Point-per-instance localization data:
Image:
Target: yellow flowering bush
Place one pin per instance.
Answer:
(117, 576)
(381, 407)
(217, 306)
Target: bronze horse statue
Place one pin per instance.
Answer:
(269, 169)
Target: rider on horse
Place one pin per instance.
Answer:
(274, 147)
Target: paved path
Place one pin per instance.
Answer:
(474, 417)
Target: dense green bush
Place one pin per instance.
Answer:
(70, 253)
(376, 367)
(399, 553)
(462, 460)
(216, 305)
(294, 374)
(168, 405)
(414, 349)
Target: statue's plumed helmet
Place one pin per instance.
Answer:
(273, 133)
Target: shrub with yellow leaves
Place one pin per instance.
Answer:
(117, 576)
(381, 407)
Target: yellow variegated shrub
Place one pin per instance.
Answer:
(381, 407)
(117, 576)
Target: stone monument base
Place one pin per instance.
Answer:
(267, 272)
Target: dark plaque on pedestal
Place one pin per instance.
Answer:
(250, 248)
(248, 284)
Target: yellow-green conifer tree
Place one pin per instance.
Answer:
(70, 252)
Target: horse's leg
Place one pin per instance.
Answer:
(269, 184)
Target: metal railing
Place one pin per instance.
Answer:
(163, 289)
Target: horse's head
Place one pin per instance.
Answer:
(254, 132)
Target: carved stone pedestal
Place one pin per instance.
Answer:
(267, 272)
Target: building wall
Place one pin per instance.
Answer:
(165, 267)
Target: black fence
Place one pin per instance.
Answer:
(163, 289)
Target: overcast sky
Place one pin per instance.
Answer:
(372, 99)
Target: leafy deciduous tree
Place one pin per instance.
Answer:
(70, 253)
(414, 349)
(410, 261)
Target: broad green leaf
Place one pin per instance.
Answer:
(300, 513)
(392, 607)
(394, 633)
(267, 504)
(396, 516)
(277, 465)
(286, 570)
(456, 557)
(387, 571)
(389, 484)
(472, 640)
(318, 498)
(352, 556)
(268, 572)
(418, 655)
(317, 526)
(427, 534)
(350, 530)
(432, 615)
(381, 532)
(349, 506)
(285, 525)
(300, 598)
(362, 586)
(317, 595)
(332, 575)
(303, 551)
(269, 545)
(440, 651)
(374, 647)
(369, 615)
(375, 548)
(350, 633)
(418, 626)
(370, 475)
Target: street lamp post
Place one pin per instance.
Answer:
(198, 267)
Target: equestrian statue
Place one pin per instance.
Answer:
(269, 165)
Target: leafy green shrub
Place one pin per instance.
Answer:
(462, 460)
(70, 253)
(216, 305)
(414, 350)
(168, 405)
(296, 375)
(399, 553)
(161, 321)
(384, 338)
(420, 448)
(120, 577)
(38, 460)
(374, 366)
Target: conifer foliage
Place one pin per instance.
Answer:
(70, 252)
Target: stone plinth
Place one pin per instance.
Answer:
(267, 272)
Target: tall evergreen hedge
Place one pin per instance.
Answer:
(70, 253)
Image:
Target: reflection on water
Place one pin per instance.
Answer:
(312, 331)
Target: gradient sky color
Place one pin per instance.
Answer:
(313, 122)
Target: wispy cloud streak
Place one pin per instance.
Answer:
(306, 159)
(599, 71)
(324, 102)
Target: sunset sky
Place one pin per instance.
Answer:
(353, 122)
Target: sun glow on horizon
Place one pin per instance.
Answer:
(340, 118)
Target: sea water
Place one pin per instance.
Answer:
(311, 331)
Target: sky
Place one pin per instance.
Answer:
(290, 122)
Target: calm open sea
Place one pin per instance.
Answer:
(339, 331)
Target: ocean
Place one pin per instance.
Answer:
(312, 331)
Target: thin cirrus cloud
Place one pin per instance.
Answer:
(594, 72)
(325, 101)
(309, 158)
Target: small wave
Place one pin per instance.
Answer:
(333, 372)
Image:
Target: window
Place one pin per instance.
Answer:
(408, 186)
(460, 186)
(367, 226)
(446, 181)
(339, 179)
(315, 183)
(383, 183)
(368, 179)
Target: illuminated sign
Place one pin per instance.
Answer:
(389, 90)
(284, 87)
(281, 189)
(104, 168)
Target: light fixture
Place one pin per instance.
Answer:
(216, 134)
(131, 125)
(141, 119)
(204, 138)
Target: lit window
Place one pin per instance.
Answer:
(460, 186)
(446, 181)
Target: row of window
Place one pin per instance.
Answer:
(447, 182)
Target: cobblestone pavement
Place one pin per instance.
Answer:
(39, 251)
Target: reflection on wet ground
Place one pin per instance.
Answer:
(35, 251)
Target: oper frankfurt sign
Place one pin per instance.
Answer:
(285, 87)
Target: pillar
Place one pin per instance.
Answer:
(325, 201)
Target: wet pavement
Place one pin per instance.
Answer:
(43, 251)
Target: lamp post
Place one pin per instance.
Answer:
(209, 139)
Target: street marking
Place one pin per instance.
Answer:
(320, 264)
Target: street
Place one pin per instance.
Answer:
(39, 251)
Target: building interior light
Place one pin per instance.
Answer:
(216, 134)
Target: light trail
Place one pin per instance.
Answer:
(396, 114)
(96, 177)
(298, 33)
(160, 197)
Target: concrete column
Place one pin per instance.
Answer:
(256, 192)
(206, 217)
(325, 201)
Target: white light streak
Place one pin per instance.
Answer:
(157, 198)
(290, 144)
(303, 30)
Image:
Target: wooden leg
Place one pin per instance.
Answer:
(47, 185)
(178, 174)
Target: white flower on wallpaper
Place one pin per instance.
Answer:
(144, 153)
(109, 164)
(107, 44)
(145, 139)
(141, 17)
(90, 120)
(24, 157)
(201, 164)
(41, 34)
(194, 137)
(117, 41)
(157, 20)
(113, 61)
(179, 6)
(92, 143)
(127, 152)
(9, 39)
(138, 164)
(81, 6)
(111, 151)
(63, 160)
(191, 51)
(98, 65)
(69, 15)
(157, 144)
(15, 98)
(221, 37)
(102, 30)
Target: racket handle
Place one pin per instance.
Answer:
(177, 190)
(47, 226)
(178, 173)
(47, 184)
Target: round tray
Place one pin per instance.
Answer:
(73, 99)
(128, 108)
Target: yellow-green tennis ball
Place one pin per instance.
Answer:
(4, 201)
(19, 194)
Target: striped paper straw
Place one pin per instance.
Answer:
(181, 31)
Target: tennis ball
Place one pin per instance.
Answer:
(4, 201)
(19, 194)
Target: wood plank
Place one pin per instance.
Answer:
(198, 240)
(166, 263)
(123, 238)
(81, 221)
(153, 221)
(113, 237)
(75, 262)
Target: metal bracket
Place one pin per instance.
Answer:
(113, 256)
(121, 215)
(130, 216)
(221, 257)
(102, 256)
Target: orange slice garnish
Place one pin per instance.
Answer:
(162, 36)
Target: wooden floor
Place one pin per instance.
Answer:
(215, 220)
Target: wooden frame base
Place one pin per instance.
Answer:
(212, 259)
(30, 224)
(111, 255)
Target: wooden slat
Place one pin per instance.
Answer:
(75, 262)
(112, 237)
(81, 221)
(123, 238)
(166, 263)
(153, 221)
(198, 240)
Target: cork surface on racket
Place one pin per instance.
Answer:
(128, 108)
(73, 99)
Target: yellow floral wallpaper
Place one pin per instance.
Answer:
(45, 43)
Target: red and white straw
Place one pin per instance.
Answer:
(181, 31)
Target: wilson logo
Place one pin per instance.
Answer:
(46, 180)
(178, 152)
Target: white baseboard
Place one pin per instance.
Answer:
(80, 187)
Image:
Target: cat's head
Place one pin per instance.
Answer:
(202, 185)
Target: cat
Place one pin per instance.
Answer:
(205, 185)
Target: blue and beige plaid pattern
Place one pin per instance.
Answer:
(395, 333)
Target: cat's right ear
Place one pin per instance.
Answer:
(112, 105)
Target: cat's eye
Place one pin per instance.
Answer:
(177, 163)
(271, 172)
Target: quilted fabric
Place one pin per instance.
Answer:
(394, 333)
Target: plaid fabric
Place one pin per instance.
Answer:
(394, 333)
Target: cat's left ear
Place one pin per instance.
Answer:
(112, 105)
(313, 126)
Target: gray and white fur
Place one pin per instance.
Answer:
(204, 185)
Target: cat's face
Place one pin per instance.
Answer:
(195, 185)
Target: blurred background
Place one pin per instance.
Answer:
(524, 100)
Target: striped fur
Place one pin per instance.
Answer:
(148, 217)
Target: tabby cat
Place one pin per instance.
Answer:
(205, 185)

Exercise directions: The answer must be every line from the records above that contains the word "wooden", copied out.

Solution for this task:
Target: wooden leg
Target: wooden floor
Target: wooden frame base
Target: wooden slat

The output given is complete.